### 阅读材料
══════════════════════════════
There is a sequence with N positive integers A1,A2,…,An and M queries. Each query will give you an interval [L,R] and require an answer with YES / NO indicates that whether the numbers in this interval are continuous in its integer range.
Let us assume that the maximal number in an interval is mx and the minimal number is mi. The numbers in this interval are continuous in its integer range means that each number from mi to mx appears at least once in this interval.
輸入
The input starts with one line contains exactly one positive integer T which is the number of test cases. And then there are T cases follow.
The first line contains two positive integers n,m which has been explained above.
The second line contains n positive integers A1,A2,…,An.
Then there will be m lines followed. Each line contains to positive numbers Li,Ri indicating that the i th query’s interval is [Li,Ri].
輸出
For each test case, output m line.
Each of following m lines contains a single string “YES”/ “NO” which is the answer you have got.
樣例輸入
2
3 3
3 1 2
2 3
1 3
1 2
5 3
1 2 2 4 5
1 5
1 3
3 3
樣例輸出
YES
YES
NO
NO
YES
YES
提示
T=5
1≤n≤100000
1≤Ai≤10^9
1≤m≤100000
The input file is very large, so you are recommend to use scanf() and printf() for IO.
來源/分類
【題意】
給出n個數字,m次詢問。每次詢問區間[L,R]之間的所有數字,是否能從最小值到最大值連續起來,例如4,1,3,2就是從1到4連續的。是則輸出YES,否則NO
【分析】
因為不涉及修改操作,直接ST表維護區間最大值和最小值即可。莫隊可以維護區間種數。當區間內種數==區間最大值-區間最小值+1時,即為YES,否則NO;
卡超時卡到禿頂,原因在於莫隊更新時,詢問離散化陣列用lower_bound增加了logn的複雜度,其實這個可以在莫隊之前就預處理。時間複雜度O(n*sqrt(n))
【程式碼】
#include<bits/stdc++.h>
using namespace std;
const int MAX=1e5+5;
const int INF=0x3f3f3f3f;
int n,m,a[MAX];
/******倍增最值*******/
int Max[MAX][20],Min[MAX][20];
void myinit()
{
int ok=log2(n+0.5)+1;
for(int i=0;i<ok;i++)
══════════════════════════════
### 所给数据
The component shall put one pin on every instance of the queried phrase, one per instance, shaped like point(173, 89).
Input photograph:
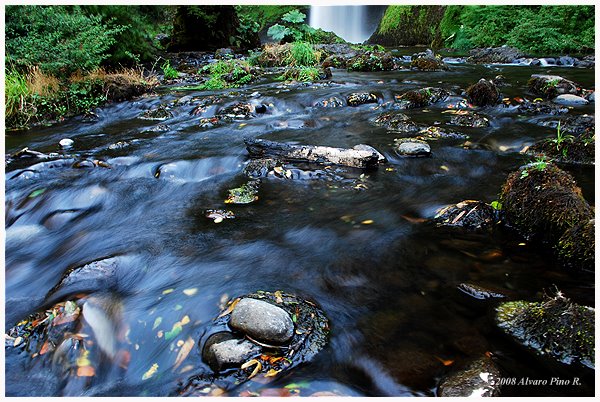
══════════════════════════════
### 任务要求
根据阅读材料中的分析，应该用什么来维护区间的最大值和最小值？

### 答案如下
用ST表维护区间最大值和最小值。